■ **What is expected**:
The required output is all lines below that contain the word "finial".

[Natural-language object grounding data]
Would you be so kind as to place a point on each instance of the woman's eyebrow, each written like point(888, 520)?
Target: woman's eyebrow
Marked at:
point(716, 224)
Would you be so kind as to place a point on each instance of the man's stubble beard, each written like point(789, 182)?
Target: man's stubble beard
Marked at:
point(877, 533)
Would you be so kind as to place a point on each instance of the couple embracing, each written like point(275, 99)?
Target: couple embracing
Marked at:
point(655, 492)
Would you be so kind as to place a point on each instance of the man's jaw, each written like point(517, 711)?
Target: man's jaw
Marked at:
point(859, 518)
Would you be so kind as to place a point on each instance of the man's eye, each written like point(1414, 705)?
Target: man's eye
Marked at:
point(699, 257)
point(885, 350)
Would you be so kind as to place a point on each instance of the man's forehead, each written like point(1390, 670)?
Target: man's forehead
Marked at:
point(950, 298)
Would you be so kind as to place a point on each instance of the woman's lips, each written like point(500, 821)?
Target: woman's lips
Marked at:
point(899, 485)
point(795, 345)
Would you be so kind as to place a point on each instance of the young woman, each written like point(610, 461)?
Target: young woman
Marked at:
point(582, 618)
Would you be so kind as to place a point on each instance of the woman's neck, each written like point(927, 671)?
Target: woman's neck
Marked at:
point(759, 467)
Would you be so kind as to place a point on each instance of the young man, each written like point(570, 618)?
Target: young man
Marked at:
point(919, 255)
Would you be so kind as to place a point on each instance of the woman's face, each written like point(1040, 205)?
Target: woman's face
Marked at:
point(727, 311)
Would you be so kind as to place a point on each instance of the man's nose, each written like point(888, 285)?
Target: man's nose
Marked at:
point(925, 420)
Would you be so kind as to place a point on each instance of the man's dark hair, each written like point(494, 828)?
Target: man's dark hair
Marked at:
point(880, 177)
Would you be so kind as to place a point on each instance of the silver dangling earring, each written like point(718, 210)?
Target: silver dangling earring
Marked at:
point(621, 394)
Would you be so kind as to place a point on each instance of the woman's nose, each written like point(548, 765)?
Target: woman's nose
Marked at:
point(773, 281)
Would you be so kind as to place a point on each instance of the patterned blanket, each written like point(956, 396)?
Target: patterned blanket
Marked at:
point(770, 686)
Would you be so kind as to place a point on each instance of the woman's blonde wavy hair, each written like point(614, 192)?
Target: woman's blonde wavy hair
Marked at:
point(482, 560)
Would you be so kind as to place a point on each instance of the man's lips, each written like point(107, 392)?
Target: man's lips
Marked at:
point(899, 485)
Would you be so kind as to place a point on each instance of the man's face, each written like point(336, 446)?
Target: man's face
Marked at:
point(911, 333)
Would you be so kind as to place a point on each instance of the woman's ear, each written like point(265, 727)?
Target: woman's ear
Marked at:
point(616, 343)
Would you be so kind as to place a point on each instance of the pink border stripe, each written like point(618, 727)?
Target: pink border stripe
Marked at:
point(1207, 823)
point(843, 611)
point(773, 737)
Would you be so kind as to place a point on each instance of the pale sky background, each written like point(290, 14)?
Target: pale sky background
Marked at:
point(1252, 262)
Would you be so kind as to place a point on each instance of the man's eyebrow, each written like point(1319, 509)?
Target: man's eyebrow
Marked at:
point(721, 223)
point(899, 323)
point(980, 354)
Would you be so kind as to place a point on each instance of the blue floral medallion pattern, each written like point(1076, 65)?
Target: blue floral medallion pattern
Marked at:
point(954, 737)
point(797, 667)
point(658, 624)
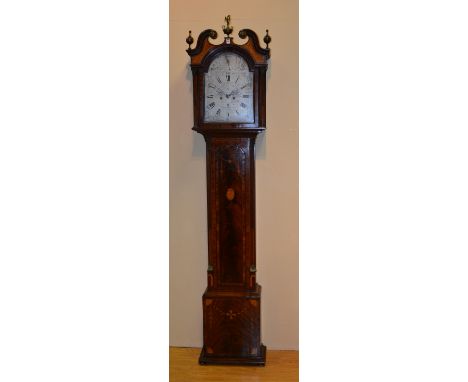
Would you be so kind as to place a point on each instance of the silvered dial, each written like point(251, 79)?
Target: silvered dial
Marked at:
point(229, 90)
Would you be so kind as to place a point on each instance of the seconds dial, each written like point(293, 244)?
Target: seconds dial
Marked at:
point(228, 90)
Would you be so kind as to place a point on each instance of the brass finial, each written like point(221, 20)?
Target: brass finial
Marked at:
point(227, 29)
point(267, 39)
point(189, 39)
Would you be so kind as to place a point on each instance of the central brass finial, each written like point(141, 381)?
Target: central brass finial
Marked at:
point(227, 29)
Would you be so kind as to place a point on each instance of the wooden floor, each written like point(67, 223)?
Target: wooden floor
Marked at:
point(281, 366)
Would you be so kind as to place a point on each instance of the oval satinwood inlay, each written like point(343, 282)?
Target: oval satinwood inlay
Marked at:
point(230, 193)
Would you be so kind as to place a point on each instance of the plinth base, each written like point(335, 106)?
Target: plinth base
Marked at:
point(259, 360)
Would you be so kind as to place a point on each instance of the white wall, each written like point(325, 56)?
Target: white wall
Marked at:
point(276, 171)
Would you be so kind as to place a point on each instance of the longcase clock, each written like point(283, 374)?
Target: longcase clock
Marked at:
point(229, 111)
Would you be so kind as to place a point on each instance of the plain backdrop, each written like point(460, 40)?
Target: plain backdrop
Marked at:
point(277, 183)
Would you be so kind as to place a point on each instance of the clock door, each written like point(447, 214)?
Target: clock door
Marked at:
point(229, 110)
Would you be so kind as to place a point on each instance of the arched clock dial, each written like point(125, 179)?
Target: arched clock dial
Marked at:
point(229, 90)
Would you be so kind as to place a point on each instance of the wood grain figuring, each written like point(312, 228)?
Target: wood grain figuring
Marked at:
point(231, 302)
point(282, 366)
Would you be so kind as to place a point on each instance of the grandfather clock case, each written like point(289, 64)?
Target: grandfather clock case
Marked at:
point(229, 104)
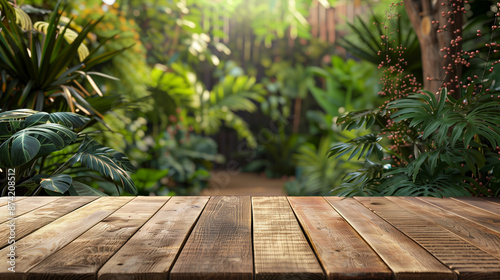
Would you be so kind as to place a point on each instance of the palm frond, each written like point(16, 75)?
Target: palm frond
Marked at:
point(363, 145)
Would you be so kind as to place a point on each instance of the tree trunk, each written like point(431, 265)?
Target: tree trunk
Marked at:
point(438, 24)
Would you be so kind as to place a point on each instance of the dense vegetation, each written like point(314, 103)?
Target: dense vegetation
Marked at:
point(129, 98)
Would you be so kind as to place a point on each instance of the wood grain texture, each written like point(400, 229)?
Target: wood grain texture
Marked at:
point(342, 253)
point(43, 215)
point(466, 211)
point(405, 258)
point(34, 248)
point(4, 200)
point(220, 245)
point(26, 205)
point(81, 258)
point(468, 261)
point(280, 248)
point(485, 204)
point(150, 253)
point(481, 237)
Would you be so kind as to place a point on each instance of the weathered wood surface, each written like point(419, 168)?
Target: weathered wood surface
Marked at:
point(220, 245)
point(242, 237)
point(280, 247)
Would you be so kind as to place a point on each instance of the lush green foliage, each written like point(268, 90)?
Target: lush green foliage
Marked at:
point(43, 148)
point(445, 147)
point(46, 66)
point(424, 144)
point(38, 66)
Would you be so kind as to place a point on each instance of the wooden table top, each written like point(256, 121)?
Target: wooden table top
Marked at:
point(242, 237)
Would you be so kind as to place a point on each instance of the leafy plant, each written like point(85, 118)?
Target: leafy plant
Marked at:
point(207, 111)
point(446, 147)
point(43, 149)
point(38, 67)
point(371, 40)
point(317, 173)
point(189, 159)
point(345, 86)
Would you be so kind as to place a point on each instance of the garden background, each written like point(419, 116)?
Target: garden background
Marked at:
point(322, 93)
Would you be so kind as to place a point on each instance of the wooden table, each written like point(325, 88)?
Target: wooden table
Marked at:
point(242, 237)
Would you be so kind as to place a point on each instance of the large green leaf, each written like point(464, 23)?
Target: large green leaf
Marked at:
point(96, 157)
point(34, 141)
point(24, 148)
point(57, 183)
point(81, 189)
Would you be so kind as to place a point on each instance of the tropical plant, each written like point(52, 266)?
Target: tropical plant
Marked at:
point(274, 156)
point(43, 64)
point(207, 111)
point(317, 174)
point(372, 40)
point(43, 149)
point(346, 85)
point(445, 147)
point(427, 144)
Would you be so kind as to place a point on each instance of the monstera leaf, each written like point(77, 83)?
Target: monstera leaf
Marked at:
point(56, 183)
point(106, 162)
point(34, 141)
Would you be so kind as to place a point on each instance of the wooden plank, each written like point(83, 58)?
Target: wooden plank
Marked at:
point(150, 253)
point(220, 246)
point(26, 205)
point(81, 258)
point(42, 216)
point(4, 200)
point(471, 213)
point(34, 248)
point(405, 258)
point(480, 203)
point(481, 237)
point(280, 248)
point(341, 251)
point(468, 261)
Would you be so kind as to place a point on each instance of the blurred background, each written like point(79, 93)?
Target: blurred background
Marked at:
point(226, 97)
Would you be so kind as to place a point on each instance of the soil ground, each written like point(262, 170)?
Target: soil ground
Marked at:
point(238, 183)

■ **Answer section**:
Would you be so kind as to place a point on each instance of the brass finial, each written like point(221, 20)?
Target: brass finial
Would you be so kind as to place a point on each instance of the central brass finial, each written like point(141, 381)?
Target: central brass finial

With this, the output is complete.